— start Items —

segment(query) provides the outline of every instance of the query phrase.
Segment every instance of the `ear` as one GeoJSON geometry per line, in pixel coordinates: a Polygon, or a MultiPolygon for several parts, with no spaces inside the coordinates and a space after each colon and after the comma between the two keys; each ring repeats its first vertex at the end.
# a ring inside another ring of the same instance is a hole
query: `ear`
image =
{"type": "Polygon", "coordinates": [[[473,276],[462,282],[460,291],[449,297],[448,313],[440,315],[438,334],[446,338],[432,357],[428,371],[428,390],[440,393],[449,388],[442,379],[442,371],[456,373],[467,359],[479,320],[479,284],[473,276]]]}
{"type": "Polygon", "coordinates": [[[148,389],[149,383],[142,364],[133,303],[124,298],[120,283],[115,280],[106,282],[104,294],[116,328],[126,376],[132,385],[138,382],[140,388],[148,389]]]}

— end Items —

**Task to carry out:** Please report every line of the records that contains the word "ring", copying each such line in full.

**Problem solution:**
Segment every instance of the `ear` as one GeoJSON geometry per line, in pixel coordinates: a Polygon, or a MultiPolygon for several parts, with no spaces inside the coordinates and a space after each colon and after the comma between the two keys; each ring repeats its first vertex at the end.
# a ring inside another ring of the same instance is a hole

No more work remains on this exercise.